▸ **PAGE EXCERPT**
# # # # #

Humanism and Existentialism: Part 6 - Carl Jung - II - Psychological Types

"Dreams are the digestion of reality." - charlie77pt

1 - Introduction


"The life of man is a dubious experiment." - Carl Jung

In the last post, we have approached the theory, archetypes, and functions, of Carl Jung, and in this article we are going to talk about the personality types he developed, and how today we can take a simple test to use as radiography of our personality, and a map that orients our personal, social and professional choices for life.
Honestly I feel the expected disappointment that this two posts only express fragments of the vastness of the universal thought of Carl Jung, and left me with the desire of coming back to this matter with a lot of posts, like it happened a little with the long article about Wilhelm Reich, and that's why I will not talk about Freud until I finish this saga and in the end give enough space and posts to write about him.
A healthy person is self-centered and self-directed and is capable of internal regulation without the influence of restrictive moral codes or impositions of others, that interfere with our capacity to realize our full potential.

# # # # #

▸ **ITEMS**

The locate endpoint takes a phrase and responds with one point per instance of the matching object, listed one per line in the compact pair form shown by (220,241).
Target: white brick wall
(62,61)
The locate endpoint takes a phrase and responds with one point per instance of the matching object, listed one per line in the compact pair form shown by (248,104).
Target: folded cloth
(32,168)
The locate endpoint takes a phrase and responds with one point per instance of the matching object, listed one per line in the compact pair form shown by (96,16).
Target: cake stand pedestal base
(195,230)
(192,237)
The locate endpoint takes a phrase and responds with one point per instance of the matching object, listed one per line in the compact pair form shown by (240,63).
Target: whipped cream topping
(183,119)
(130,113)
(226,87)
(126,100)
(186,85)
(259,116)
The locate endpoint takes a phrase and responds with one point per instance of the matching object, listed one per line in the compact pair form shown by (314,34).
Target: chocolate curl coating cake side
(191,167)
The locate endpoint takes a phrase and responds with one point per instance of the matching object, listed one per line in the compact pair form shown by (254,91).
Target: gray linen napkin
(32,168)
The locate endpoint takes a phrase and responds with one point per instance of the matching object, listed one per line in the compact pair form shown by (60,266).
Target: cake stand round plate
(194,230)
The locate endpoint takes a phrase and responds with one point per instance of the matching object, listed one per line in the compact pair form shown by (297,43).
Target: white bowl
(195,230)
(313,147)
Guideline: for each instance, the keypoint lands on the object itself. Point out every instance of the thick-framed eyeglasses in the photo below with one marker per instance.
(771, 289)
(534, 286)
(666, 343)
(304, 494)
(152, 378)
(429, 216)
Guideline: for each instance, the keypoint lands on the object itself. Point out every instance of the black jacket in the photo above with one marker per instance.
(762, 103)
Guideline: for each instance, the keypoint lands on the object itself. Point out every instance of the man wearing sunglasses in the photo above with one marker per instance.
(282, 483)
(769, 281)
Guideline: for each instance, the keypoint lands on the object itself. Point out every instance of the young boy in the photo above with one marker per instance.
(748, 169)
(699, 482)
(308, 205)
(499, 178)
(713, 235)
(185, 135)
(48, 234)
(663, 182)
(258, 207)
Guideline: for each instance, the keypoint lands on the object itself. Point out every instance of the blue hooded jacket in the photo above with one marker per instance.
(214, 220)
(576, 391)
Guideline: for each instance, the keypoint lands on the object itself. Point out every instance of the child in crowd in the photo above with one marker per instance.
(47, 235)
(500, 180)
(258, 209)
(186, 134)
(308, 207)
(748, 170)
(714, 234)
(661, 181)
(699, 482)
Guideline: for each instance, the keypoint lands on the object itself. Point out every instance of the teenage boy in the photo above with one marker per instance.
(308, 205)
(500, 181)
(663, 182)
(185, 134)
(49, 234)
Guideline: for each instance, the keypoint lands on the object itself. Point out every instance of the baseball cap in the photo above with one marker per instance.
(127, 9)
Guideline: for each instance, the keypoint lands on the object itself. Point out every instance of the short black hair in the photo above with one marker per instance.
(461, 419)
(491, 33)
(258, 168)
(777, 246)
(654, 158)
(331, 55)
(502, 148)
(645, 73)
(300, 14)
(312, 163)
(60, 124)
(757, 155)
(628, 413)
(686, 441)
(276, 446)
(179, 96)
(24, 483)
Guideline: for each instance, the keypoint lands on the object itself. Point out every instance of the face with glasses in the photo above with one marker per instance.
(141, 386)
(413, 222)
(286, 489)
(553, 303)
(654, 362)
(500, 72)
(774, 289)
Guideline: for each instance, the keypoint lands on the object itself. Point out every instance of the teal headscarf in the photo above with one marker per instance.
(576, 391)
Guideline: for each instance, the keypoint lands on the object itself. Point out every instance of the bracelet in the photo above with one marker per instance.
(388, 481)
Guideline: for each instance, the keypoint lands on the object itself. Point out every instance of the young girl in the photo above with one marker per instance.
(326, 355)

# # # # #

▸ **REQUIRED TASKS**
a) According to the post on Carl Jung's psychological types, whom will the author not write about until this series is finished?
b) In the post on Carl Jung's psychological types, rewrite everything from "A healthy person" down to "our full potential.", swapping "restrictive moral codes" for "rigid moral codes".
c) Write what comes next in the post on Carl Jung's psychological types, picking up after its final sentence.

▸ **RESPONSES TO THE EXERCISE**
a) Freud.

b)
A healthy person is self-centered and self-directed and is capable of internal regulation without the influence of rigid moral codes or impositions of others, that interfere with our capacity to realize our full potential.

c)
"The dream is the small hidden door in the deepest and most intimate sanctum of the soul, which opens to that primeval cosmic night that was soul long before there was conscious ego and will be soul far beyond what a conscious ego could ever reach." - Carl Jung

In his trips to meet tribal and ancient cultures in Africa, he found out that Freud's imperative of the sexual drive as the roots of humanity's psyche, while Jung saw the process of "individuation" as a driver of the Unconscious, where dreams have a "transcendent function".
When he analyzed the dreams of primal tribes he found out that instead of the sexual motives of the Western civilization, they were often symbolized by green pastures, full of animals or corn fields, revealing the main desire of finding food as the primary source for survival.

"The privilege of a lifetime is to become who you truly are." - Carl Jung

Unlike Freud, he believed that the Unconscious was not just a node of pathology, but also had the capacity to liberate our vitality resulting from the confrontation of the duality forces of the mind, and that was our job to balance it and choose the path to be good and avoid evil that is latent in the dark allies of our psyche.
Carl Jung showed me my main way of thinking and acting, but the most extraordinary thing was that he opened my eyes to understand that I could learn to identify, relate, and understand better the other people around me.

He was a teacher of the experience of myself as well as other people, which interfered positively in the inter-experience resulting from my communication with others.
I'm extroverted with a passion for variety, new adventures, actions and work in cooperative groups, a sensitive that create a good communicational environment, and an intuitive explaining my insatiable search for new situations, experiences, challenges and curiosity.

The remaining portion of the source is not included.